• **ASSIGNMENT 1**:
Answer these questions about the forum thread on the 942 receiver's guide display:
(a) What adjustment arrows did the 811 have in the HD setup menu?
(b) What price range does Bichon give for the CRT-based HDTVs bought a couple of years earlier?
(c) In the final post, what is named as the simplest option for dealing with the issue?
• **ASSIGNMENT 2**:
Write the next post in the forum thread on the 942 receiver's guide display, picking up after its final post.

━━━ PASSAGE FOR REVIEW ━━━

I agree. My 811 had "X" & "Y" adjustment arrows in the HD setup Menu but I haven't found any such setting in the 942. Although, as I remember, the arrows in the 811 were non-functional at first and enabled with one of the downloads. I might have drempt that though.


----------



## Mark Lamutt (Mar 24, 2002)

Because the extended guide is showing more information on screen than any other receiver's guide shows? That's why I say this is an overscan or a picture position problem with your television. Now, I'd accept the argument that the problem is with the 942 if you were to say that the 942 is displaying data outside of the "safe zone" used with televisions. But, that's not an issue these days with all of the 0% overscan televisions that are now available.


----------



## Bichon (Jun 5, 2003)

Mark Lamutt said:


> I'd accept the argument that the problem is with the 942 if you were to say that the 942 is displaying data outside of the "safe zone" used with televisions. But, that's not an issue these days with all of the 0% overscan televisions that are now available.


I'll accept that the 942 is displaying data outside the "safe zone". But how is that not an issue? Those of us who spent $3,000 - 5,000 for CRT based HDTVs a couple years ago can't very well toss them into the dumpster in favor of a zero overscan flat panel. For us, picture size and position controls would be a HUGE help.


----------



## Mark Lamutt (Mar 24, 2002)

Position and size controls are probably possible, but they'd be well down on the list of priorities, considering that you have other options to deal with the issue. The simplest being to go back to using the standard guide like on every other receiver. You don't have to use the extended guide if the last half line of the screen is cut off for you. Another option is to make the adjustments to your teleivision yourself, or pay someone to do it for you. The fact is that if you have more than 3 of 4% overscan, you're losing picture on _everything_ you watch, not just the guide. And, if your guide isn't centered on screen, then your television has a problem that should be corrected.

━━━ RECORDED DATA ━━━

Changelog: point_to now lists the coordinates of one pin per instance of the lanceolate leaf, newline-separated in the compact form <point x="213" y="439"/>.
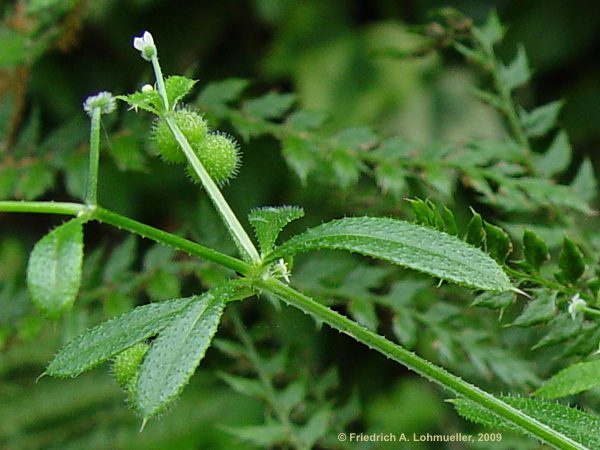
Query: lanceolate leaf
<point x="104" y="341"/>
<point x="416" y="247"/>
<point x="54" y="270"/>
<point x="572" y="380"/>
<point x="575" y="424"/>
<point x="268" y="223"/>
<point x="177" y="351"/>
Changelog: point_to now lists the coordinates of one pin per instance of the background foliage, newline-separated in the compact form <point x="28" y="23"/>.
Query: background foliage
<point x="310" y="88"/>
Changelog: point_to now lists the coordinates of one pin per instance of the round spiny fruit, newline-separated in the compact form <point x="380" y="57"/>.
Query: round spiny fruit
<point x="220" y="157"/>
<point x="192" y="126"/>
<point x="125" y="364"/>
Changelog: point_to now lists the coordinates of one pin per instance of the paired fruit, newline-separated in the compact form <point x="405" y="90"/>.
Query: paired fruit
<point x="218" y="152"/>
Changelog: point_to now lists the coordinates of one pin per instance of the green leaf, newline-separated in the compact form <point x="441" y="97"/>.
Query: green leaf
<point x="104" y="341"/>
<point x="535" y="249"/>
<point x="572" y="423"/>
<point x="539" y="121"/>
<point x="215" y="96"/>
<point x="572" y="380"/>
<point x="270" y="106"/>
<point x="406" y="244"/>
<point x="475" y="231"/>
<point x="178" y="87"/>
<point x="148" y="101"/>
<point x="490" y="33"/>
<point x="584" y="184"/>
<point x="270" y="221"/>
<point x="497" y="242"/>
<point x="54" y="270"/>
<point x="178" y="350"/>
<point x="570" y="261"/>
<point x="541" y="309"/>
<point x="557" y="157"/>
<point x="517" y="73"/>
<point x="561" y="328"/>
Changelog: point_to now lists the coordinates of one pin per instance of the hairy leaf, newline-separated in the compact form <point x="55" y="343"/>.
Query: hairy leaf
<point x="54" y="270"/>
<point x="268" y="223"/>
<point x="572" y="380"/>
<point x="572" y="423"/>
<point x="104" y="341"/>
<point x="406" y="244"/>
<point x="178" y="350"/>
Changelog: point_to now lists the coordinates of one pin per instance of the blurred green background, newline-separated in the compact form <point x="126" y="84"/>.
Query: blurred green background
<point x="53" y="54"/>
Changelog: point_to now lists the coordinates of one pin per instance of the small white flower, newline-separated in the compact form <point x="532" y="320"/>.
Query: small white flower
<point x="145" y="44"/>
<point x="576" y="306"/>
<point x="102" y="100"/>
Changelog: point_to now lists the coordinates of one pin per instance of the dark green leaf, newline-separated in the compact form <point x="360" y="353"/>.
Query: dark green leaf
<point x="54" y="270"/>
<point x="570" y="261"/>
<point x="575" y="424"/>
<point x="536" y="252"/>
<point x="557" y="157"/>
<point x="517" y="73"/>
<point x="269" y="221"/>
<point x="539" y="121"/>
<point x="572" y="380"/>
<point x="540" y="309"/>
<point x="104" y="341"/>
<point x="475" y="231"/>
<point x="497" y="242"/>
<point x="178" y="350"/>
<point x="406" y="244"/>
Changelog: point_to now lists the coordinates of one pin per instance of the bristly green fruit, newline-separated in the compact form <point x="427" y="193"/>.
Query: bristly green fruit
<point x="192" y="126"/>
<point x="125" y="365"/>
<point x="220" y="157"/>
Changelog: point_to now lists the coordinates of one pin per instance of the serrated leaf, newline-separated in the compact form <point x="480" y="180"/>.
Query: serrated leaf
<point x="406" y="244"/>
<point x="539" y="121"/>
<point x="270" y="106"/>
<point x="572" y="380"/>
<point x="475" y="231"/>
<point x="178" y="87"/>
<point x="490" y="33"/>
<point x="535" y="249"/>
<point x="104" y="341"/>
<point x="497" y="242"/>
<point x="575" y="424"/>
<point x="54" y="270"/>
<point x="215" y="96"/>
<point x="517" y="73"/>
<point x="147" y="101"/>
<point x="557" y="157"/>
<point x="178" y="350"/>
<point x="540" y="309"/>
<point x="270" y="221"/>
<point x="585" y="184"/>
<point x="570" y="261"/>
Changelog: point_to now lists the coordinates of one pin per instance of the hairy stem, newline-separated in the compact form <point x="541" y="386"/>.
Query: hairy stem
<point x="92" y="185"/>
<point x="125" y="223"/>
<point x="419" y="365"/>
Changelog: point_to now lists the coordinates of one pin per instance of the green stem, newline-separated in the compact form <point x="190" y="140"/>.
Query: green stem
<point x="92" y="186"/>
<point x="119" y="221"/>
<point x="240" y="237"/>
<point x="421" y="366"/>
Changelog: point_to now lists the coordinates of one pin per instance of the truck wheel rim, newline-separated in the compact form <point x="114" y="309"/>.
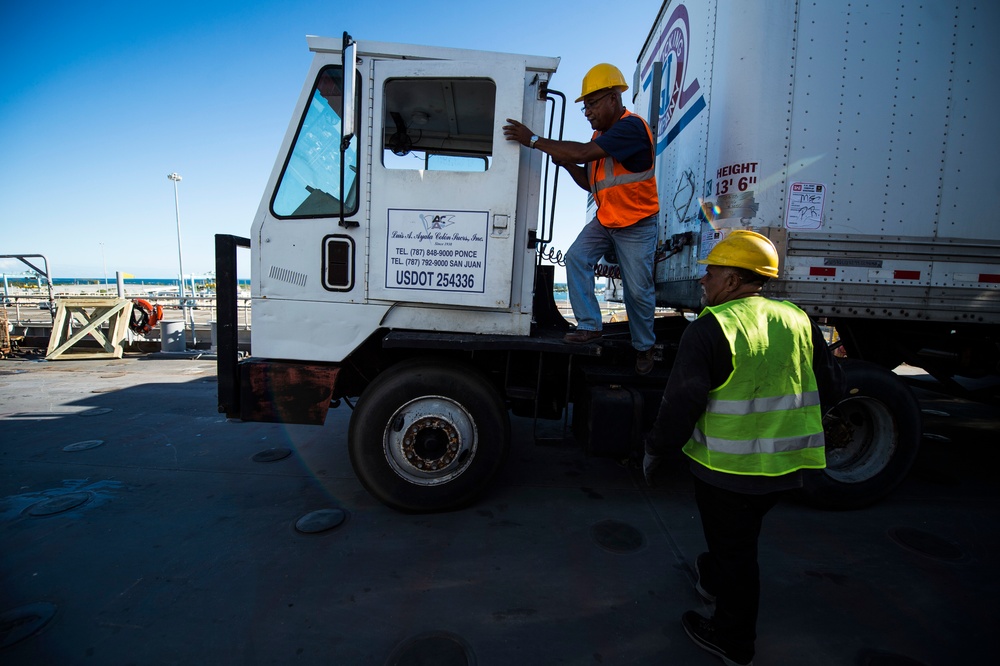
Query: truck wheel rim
<point x="862" y="443"/>
<point x="430" y="440"/>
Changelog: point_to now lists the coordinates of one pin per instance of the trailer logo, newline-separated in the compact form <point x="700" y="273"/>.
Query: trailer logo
<point x="679" y="101"/>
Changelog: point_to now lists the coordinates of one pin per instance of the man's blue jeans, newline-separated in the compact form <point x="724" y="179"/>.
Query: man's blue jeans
<point x="635" y="247"/>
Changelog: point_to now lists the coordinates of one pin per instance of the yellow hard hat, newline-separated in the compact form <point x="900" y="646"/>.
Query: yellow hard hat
<point x="600" y="77"/>
<point x="745" y="249"/>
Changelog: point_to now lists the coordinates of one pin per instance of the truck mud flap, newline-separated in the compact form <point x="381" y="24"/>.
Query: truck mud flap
<point x="286" y="392"/>
<point x="609" y="423"/>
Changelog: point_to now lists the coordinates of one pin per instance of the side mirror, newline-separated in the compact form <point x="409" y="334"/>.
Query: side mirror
<point x="350" y="77"/>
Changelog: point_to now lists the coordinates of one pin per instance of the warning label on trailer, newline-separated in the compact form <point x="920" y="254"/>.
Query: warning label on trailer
<point x="435" y="250"/>
<point x="805" y="206"/>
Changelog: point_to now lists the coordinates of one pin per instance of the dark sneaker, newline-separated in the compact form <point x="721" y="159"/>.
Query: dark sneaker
<point x="705" y="634"/>
<point x="644" y="361"/>
<point x="581" y="337"/>
<point x="704" y="589"/>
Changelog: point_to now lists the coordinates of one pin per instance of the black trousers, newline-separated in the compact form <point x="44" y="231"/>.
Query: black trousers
<point x="731" y="522"/>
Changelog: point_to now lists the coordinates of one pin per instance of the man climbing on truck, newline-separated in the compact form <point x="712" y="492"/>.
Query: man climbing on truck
<point x="618" y="172"/>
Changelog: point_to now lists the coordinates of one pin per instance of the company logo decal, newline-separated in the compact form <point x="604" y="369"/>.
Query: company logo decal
<point x="680" y="101"/>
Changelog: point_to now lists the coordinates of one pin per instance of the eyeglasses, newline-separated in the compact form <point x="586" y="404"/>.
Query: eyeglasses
<point x="591" y="103"/>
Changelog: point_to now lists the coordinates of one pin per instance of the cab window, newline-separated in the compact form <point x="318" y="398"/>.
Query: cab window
<point x="438" y="124"/>
<point x="310" y="182"/>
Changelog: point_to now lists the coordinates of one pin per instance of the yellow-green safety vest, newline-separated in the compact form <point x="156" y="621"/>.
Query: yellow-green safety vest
<point x="765" y="419"/>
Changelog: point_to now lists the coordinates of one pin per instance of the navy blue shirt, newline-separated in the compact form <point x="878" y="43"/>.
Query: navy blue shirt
<point x="628" y="142"/>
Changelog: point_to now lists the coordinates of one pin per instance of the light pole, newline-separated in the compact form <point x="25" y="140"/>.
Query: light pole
<point x="180" y="260"/>
<point x="105" y="262"/>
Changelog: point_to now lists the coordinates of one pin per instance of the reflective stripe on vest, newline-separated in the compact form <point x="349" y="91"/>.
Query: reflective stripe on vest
<point x="623" y="197"/>
<point x="765" y="419"/>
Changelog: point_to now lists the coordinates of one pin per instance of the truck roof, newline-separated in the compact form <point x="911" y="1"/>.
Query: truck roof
<point x="415" y="52"/>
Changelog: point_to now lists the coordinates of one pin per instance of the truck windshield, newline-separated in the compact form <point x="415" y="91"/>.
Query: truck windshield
<point x="310" y="183"/>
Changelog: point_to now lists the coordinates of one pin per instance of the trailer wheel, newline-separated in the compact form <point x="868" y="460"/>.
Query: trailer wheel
<point x="428" y="436"/>
<point x="872" y="439"/>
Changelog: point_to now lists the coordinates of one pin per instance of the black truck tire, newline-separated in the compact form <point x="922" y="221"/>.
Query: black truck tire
<point x="872" y="438"/>
<point x="428" y="435"/>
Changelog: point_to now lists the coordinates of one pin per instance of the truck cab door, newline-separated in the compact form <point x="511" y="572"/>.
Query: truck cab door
<point x="443" y="181"/>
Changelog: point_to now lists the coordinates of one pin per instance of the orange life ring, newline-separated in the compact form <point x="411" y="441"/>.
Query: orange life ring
<point x="145" y="316"/>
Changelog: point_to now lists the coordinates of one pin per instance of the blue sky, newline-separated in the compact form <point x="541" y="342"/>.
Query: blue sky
<point x="100" y="101"/>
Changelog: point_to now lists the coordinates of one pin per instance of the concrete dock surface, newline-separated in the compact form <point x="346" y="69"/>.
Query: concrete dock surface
<point x="139" y="526"/>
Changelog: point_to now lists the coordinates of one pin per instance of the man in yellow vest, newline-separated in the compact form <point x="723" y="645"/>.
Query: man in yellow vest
<point x="616" y="167"/>
<point x="745" y="400"/>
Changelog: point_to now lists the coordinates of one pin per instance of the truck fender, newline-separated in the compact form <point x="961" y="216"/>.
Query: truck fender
<point x="428" y="435"/>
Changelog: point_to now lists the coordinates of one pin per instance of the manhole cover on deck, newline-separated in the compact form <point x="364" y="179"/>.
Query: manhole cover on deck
<point x="927" y="544"/>
<point x="84" y="445"/>
<point x="320" y="521"/>
<point x="96" y="411"/>
<point x="438" y="647"/>
<point x="58" y="504"/>
<point x="271" y="455"/>
<point x="23" y="621"/>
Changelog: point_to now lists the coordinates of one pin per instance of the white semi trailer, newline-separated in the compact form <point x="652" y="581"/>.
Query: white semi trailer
<point x="398" y="251"/>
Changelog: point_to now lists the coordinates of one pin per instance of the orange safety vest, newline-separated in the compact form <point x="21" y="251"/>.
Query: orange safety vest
<point x="623" y="197"/>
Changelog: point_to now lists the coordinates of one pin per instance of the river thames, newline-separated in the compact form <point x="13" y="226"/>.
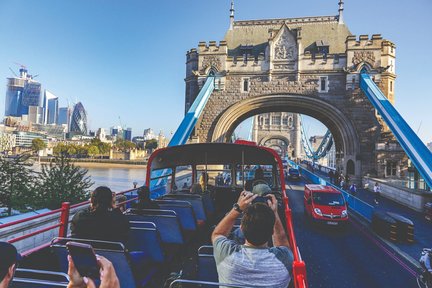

━━━

• **WRITTEN RESPONSE 1**:
(a) "X" and "Y" adjustment arrows.
(b) $3,000 - 5,000.
(c) Going back to using the standard guide like on every other receiver.

• **WRITTEN RESPONSE 2**:
----------



## waltinvt (Feb 9, 2004)

Mark,

I agree about the extended guide of the 942 being more likely to accentuate any overscan problems but I probably wasn't very clear when making my point.

When I compare the same program screen (for example the typical Voom HDNews screen), viewed on the same monitor (34" Dish HDTV), through the same connection (DVI), the screen is shifted at least an inch further to the left and maybe an inch and a half further down with the 942 than it was with the 811.

Now since my last post, I did overcome my apprehension and dive into the service menu of the monitor and was able to straighten it out some. I may have to tweak it some more. I just didn't want to do that if the overscan / off center issue was going to be corrected with an upgrade to the 942.

My point was / is that the same picture on, on the same TV with the 942 was shifted quite a bit further (in my case both left and down) than it was on the 811. That means something was wrong with either the 942 or the 811. A person shouldn't have to make those kinds of adjustments when switching satellite receivers.


----------



## Bichon (Jun 5, 2003)

waltinvt said:


> When I compare the same program screen (for example the typical Voom HDNews screen), viewed on the same monitor (34" Dish HDTV), through the same connection (DVI), the screen is shifted at least an inch further to the left and maybe an inch and a half further down with the 942 than it was with the 811.


Walt, you can't really compare them since the 811 has controls (on the HDTV setup screen) to position the picture on the screen. Are you sure that you (or your installer) didn't use those controls to move the picture to the right and up?


----------



## waltinvt (Feb 9, 2004)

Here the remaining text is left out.